**WORK REQUEST:** Your answer should be every line of the entries that has the string "would" in it.

**PROVIDED INFORMATION:**
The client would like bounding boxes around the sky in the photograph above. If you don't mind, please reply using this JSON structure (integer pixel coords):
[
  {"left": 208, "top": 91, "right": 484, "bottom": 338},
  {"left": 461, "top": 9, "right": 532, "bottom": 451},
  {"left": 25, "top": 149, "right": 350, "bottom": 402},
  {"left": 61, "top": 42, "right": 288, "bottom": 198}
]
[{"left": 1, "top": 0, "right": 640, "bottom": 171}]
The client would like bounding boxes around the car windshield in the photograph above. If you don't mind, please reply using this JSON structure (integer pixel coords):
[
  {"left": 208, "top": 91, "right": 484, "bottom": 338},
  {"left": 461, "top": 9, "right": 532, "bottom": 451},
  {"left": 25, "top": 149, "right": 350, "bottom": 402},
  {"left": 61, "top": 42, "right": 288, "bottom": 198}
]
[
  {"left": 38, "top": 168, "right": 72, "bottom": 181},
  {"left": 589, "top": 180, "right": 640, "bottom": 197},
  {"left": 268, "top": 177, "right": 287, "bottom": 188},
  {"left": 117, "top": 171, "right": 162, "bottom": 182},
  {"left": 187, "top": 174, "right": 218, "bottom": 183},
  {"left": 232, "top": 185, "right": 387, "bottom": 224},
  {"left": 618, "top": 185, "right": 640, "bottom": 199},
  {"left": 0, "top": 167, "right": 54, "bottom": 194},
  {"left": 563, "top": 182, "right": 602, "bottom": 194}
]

**RESULT:**
The client would like bounding boxes around the sky in the photograph above. If you don't mind, please reply using this JSON structure (integer pixel coords):
The client would like bounding boxes around the car windshield in the photograph above. If you don't mind, please reply using this JSON structure (integer pixel coords):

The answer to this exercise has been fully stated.